• [REQUIRED TASK 1]: Return each line in the entries below that contains the word "black".
* Begin GIVEN TEXT *
Can we read all block attributes as JSON data vs. as a mixture of JSON and HTML-sourced data? In short, the answer is yes, and it’s surprisingly easy.
Oftentimes I hear the refrain “I don’t want to use Gutenberg (the block editor) because its posts are HTML.” As I’ve already written about, Gutenberg posts aren’t HTML; but in this post I want to explore a little aspect of the design that many people may not realize is available. I was inspired to explore this after discussing the use of Gutenberg as a CMS editor for data exchanged between multiple parties, each wanting to perform a different kind of operation on the content.
Before we begin I want to take a moment and mention that I’ve only grown in my confidence over the years that serializing Gutenberg posts to HTML was the right call, and this comes from having worked with a few JSON-based systems since last writing on this blog. The plain text/HTML format has remained durable and interchangeable and flexible in a way that so many JSON-backed formats haven’t been. The fact that the HTML serialization is open for expansion means that we don’t have to add support to old servers in order to support new block types, and the fact that everything can read and process and render HTML means that those posts keep on serving their purpose even after the supporting JavaScript or server-side support code is forgotten and unmaintained or lost.
* End GIVEN TEXT *
* Begin DATASET ROWS *
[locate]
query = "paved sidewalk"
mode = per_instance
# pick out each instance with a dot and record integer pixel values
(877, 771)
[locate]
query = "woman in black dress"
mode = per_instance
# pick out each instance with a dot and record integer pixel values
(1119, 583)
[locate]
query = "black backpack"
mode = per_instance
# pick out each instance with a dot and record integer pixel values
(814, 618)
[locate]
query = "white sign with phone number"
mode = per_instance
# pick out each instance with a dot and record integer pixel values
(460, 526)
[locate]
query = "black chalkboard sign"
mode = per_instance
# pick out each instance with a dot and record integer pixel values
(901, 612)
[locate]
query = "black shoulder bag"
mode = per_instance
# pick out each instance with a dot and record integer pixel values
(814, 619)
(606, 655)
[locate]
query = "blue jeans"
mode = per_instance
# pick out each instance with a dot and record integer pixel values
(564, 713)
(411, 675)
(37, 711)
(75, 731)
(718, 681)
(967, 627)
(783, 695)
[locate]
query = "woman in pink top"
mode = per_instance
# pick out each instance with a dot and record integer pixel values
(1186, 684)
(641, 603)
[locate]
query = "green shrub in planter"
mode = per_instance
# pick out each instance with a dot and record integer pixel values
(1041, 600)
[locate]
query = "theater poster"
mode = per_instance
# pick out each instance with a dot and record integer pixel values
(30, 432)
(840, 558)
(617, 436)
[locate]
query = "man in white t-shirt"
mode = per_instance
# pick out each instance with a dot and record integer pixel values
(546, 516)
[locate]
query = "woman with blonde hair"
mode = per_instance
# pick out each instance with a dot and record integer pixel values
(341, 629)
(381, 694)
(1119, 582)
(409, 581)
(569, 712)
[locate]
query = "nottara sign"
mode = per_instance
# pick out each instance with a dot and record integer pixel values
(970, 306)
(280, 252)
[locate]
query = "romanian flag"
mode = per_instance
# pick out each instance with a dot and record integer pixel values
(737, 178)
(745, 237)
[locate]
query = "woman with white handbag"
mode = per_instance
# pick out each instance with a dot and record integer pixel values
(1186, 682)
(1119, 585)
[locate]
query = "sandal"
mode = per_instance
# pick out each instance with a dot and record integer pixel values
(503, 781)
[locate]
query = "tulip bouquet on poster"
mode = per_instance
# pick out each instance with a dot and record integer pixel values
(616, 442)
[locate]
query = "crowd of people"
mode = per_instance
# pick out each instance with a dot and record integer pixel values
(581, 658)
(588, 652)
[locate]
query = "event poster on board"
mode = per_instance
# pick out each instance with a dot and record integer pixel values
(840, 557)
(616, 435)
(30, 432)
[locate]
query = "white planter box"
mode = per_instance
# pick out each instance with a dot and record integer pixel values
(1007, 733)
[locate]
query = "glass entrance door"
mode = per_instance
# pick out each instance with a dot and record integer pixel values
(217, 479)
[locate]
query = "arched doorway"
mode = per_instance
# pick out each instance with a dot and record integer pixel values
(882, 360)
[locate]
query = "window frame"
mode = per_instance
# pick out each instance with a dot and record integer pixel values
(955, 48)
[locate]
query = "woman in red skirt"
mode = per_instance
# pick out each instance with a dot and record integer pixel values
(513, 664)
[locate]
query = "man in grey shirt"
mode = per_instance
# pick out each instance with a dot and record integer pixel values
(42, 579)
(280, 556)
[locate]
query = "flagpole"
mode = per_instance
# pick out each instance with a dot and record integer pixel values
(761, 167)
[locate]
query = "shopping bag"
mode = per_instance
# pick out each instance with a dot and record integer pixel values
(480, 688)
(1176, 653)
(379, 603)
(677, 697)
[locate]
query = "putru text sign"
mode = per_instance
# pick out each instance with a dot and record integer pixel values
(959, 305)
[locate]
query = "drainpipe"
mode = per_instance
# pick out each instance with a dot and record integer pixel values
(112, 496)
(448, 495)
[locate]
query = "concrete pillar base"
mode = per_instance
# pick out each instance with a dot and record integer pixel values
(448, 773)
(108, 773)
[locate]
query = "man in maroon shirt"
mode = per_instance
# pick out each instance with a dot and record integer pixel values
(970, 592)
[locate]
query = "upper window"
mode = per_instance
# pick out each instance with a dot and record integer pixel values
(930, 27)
* End DATASET ROWS *
• [REQUIRED TASK 2]: Write the next part of the Gutenberg post above, picking up after its final sentence.

• [TASK OUTPUT 1]:
query = "woman in black dress"
query = "black backpack"
query = "black chalkboard sign"
query = "black shoulder bag"

• [TASK OUTPUT 2]:
How block attributes are serialized
Gutenberg serializes its posts to HTML and surrounds each block with an HTML comment delimiter optionally containing attributes for the block. Many blocks also source their attributes from the HTML inside the block itself. This makes it possible to eliminate a source of data duplication that someone might not notice when manually editing a post outside of the editor (an environment that’s technically not supported).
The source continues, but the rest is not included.